WNMA
- Miami Springs, Florida; United States;
- Broadcast area: Miami metropolitan area
- Frequency: 1210 kHz
- Branding: Radio Mundo 1210

Programming
- Language: Spanish
- Format: Talk radio

Ownership
- Owner: Multicultural Broadcasting; (Multicultural Radio Broadcasting Licensee, LLC);
- Sister stations: WEXY, WJCC

History
- First air date: April 10, 1949
- Former call signs: WFEC (1949–1961); WMBM (1961–1962); WMET (1962–1965); WOAH (1965–1969); WLTO (1969–1972,; 1973–1974); WCMQ (1972–1973,; 1974–1997);
- Former frequencies: 1220 kHz (1949–1985)

Technical information
- Licensing authority: FCC
- Facility ID: 61642
- Class: B
- Power: 47,000 watts (day); 2,500 watts (night);
- Transmitter coordinates: 25°54′0.00″N 80°21′49.00″W﻿ / ﻿25.9000000°N 80.3636111°W

Links
- Public license information: Public file; LMS;
- Website: radiomundomiami.com

= WNMA =

Radio station in Miami Springs, Florida

WNMA (1210 AM) is a radio station licensed to Miami Springs, Florida, serving the Miami metropolitan area. It airs a Spanish talk radio format. The station is owned by Multicultural Broadcasting and currently operated by Adrian Pontes.

_Material shown_.
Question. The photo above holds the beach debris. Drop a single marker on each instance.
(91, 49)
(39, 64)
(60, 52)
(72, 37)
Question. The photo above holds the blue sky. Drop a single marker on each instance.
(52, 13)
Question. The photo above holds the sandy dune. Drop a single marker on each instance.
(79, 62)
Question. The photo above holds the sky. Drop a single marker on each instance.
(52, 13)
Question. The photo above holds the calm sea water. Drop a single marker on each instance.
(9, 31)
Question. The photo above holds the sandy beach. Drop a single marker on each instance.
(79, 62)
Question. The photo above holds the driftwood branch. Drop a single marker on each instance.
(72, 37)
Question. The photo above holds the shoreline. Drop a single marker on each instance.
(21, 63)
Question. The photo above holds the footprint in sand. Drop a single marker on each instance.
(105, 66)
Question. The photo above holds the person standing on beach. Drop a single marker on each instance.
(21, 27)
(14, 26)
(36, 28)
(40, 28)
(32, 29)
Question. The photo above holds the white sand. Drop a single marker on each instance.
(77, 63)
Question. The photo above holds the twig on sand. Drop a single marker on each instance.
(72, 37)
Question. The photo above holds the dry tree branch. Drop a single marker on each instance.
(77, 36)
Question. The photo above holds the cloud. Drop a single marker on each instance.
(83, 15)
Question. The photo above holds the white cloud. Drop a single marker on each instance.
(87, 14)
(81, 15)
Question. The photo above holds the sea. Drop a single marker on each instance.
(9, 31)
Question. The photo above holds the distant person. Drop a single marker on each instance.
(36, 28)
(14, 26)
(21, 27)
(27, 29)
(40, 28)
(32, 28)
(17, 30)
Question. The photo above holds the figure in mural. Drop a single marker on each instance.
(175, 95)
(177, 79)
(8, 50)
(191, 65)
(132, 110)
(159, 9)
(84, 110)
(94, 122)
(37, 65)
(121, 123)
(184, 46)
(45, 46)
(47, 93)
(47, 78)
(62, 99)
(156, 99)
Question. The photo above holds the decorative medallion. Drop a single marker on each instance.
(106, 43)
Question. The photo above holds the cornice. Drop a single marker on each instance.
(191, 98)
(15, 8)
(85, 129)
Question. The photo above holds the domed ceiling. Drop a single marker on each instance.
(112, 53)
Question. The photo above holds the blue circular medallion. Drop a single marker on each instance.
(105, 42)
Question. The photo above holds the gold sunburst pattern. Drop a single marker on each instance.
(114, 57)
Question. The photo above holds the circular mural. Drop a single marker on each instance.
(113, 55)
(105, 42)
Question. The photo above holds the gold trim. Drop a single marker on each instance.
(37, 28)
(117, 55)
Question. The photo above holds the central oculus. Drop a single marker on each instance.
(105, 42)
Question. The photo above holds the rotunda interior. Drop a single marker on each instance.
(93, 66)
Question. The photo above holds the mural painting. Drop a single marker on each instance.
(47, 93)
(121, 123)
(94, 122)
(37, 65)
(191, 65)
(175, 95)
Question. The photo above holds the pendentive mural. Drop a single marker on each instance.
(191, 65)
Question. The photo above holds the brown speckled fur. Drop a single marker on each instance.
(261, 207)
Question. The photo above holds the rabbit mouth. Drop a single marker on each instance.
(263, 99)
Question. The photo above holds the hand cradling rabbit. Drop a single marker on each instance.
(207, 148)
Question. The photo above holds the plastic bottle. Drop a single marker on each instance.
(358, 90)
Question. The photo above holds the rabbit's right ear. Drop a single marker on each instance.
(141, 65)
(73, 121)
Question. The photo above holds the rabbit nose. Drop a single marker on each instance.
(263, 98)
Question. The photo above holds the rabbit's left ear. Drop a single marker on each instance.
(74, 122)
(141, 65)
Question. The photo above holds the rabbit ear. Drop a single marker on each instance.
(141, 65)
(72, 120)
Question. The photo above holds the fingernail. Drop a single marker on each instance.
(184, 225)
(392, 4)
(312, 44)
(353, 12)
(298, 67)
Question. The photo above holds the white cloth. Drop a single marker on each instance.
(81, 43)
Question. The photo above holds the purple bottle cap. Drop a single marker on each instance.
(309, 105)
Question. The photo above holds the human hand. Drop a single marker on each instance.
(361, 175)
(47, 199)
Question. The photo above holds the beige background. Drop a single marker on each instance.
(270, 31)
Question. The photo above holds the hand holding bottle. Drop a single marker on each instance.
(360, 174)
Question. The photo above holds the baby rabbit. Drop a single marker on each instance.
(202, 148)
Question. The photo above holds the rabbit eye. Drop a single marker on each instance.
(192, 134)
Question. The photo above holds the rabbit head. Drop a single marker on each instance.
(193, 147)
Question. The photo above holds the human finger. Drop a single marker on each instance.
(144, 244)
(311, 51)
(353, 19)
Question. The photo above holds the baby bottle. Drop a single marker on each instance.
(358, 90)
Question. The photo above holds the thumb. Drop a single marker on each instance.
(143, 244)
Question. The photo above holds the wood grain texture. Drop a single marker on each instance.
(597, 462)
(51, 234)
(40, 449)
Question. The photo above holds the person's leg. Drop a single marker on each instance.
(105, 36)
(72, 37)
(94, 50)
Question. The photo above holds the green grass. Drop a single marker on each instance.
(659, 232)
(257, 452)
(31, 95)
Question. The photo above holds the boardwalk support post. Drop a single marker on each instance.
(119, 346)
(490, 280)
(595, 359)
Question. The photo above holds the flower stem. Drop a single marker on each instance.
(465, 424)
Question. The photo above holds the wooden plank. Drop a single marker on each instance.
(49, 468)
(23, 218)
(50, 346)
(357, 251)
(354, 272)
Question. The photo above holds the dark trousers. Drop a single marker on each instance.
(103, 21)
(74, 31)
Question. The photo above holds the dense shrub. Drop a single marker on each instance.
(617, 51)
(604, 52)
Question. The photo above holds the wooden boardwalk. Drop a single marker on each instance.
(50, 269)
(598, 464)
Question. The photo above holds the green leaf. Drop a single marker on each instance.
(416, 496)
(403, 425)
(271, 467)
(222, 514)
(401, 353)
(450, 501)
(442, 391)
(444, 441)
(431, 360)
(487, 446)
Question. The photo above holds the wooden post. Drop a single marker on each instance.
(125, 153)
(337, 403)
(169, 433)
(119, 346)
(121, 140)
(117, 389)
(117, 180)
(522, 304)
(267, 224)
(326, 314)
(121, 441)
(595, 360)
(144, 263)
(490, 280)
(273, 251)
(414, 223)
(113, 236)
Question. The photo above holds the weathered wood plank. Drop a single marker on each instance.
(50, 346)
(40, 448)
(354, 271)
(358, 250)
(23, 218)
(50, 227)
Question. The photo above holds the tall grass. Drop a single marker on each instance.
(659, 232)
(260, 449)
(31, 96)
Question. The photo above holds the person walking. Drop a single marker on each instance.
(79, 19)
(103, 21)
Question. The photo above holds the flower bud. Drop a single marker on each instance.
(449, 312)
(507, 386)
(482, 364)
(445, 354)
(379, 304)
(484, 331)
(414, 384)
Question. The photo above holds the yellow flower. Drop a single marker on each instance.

_Exercise task_.
Print everything in the WNMA station text from "Programming" down to "1220 kHz (1949–1985)", with each word unchanged.

_Output for this exercise_.
Programming
- Language: Spanish
- Format: Talk radio

Ownership
- Owner: Multicultural Broadcasting; (Multicultural Radio Broadcasting Licensee, LLC);
- Sister stations: WEXY, WJCC

History
- First air date: April 10, 1949
- Former call signs: WFEC (1949–1961); WMBM (1961–1962); WMET (1962–1965); WOAH (1965–1969); WLTO (1969–1972,; 1973–1974); WCMQ (1972–1973,; 1974–1997);
- Former frequencies: 1220 kHz (1949–1985)